**WHAT YOU SHOULD DO**. Rewrite all of the material below as a numbered list, one line per item, skipping blank lines. Leave the pictures out of your answer.

#### DATA SHOWN

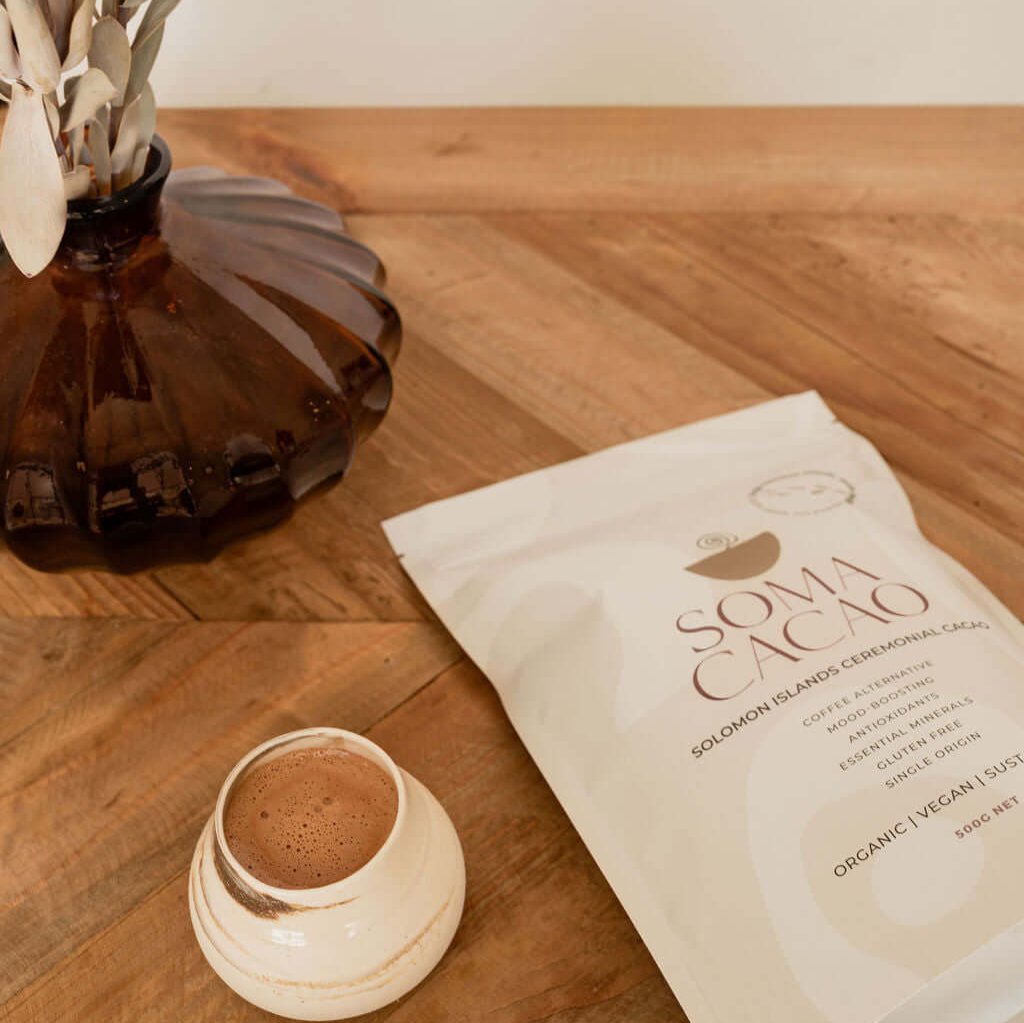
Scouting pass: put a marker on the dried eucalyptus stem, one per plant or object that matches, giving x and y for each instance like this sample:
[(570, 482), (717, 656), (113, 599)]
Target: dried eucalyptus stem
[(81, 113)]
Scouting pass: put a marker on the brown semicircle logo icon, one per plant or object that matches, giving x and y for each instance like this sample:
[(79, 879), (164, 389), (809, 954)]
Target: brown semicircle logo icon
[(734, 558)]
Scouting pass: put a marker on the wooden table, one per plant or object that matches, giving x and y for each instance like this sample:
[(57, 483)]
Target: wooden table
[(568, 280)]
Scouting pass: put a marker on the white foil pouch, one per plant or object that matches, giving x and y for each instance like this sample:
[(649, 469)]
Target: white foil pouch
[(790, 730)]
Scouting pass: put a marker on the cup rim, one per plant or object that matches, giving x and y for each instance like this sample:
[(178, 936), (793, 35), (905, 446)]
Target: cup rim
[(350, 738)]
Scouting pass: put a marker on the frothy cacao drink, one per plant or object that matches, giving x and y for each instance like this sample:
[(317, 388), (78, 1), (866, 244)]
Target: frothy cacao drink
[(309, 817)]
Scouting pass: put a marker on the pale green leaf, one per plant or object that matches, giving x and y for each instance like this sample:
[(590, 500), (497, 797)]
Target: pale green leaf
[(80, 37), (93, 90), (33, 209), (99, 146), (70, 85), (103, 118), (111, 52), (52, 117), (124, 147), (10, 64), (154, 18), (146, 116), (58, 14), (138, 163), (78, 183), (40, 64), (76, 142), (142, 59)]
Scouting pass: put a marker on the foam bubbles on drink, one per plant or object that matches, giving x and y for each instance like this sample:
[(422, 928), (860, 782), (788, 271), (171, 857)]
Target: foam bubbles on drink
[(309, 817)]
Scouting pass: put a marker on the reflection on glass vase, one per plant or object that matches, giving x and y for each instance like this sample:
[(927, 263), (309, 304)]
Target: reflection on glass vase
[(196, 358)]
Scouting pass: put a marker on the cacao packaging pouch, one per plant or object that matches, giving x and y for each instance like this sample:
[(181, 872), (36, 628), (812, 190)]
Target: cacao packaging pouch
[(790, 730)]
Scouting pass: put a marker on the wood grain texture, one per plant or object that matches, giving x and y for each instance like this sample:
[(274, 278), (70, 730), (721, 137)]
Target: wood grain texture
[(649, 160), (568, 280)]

########

**OUTPUT OF THE TASK**.
1. Scouting pass: put a marker on the dried eucalyptus stem, one per plant or object that matches, giving x and y for each instance like this sample:
2. [(570, 482), (717, 656), (113, 599)]
3. Target: dried eucalyptus stem
4. [(81, 113)]
5. Scouting pass: put a marker on the brown semicircle logo icon, one per plant or object that matches, giving x and y for each instance like this sample:
6. [(79, 879), (164, 389), (809, 954)]
7. Target: brown semicircle logo icon
8. [(734, 558)]
9. Scouting pass: put a marker on the wooden table, one per plant or object that matches, giving x and y for each instance like this sample:
10. [(57, 483)]
11. Target: wooden table
12. [(568, 280)]
13. Scouting pass: put a marker on the white foil pouch, one per plant or object that matches, giving x and y for each instance like this sample:
14. [(649, 469)]
15. Target: white foil pouch
16. [(790, 730)]
17. Scouting pass: put a marker on the cup rim, one per plant or object that matches, giving x and y for each instance like this sample:
18. [(178, 936), (793, 35), (905, 446)]
19. Target: cup rim
20. [(350, 738)]
21. Scouting pass: put a marker on the frothy cacao drink, one per plant or object that matches, giving x and y for each instance like this sample:
22. [(317, 388), (78, 1), (866, 244)]
23. Target: frothy cacao drink
24. [(309, 817)]
25. Scouting pass: put a marker on the pale green leaf, one per plant or object that matches, giving x and y for each instance like this sample:
26. [(590, 500), (497, 797)]
27. Target: pale green leaf
28. [(80, 37), (93, 90), (33, 209), (99, 146), (70, 85), (103, 118), (111, 52), (52, 117), (124, 147), (10, 64), (154, 18), (146, 116), (58, 14), (138, 163), (78, 183), (40, 64), (76, 142), (142, 59)]
29. Scouting pass: put a marker on the foam bubbles on drink, one per plant or object that matches, giving x and y for each instance like this sample:
30. [(422, 928), (860, 782), (788, 271), (171, 857)]
31. Target: foam bubbles on drink
32. [(309, 817)]
33. Scouting pass: put a marker on the reflection on glass vase, one per plant or object that matches, giving x and y for each instance like this sample:
34. [(927, 263), (309, 304)]
35. Target: reflection on glass vase
36. [(196, 358)]
37. Scouting pass: put a marker on the cacao packaging pouch, one per plant or object that matches, giving x and y for each instance like this sample:
38. [(181, 872), (36, 628), (812, 190)]
39. Target: cacao packaging pouch
40. [(790, 730)]
41. Scouting pass: put a marker on the wood grain texture, one per plant or object that matches, giving x and y for each instance like this sample:
42. [(274, 278), (70, 730), (721, 137)]
43. Target: wood grain texture
44. [(649, 160), (568, 280)]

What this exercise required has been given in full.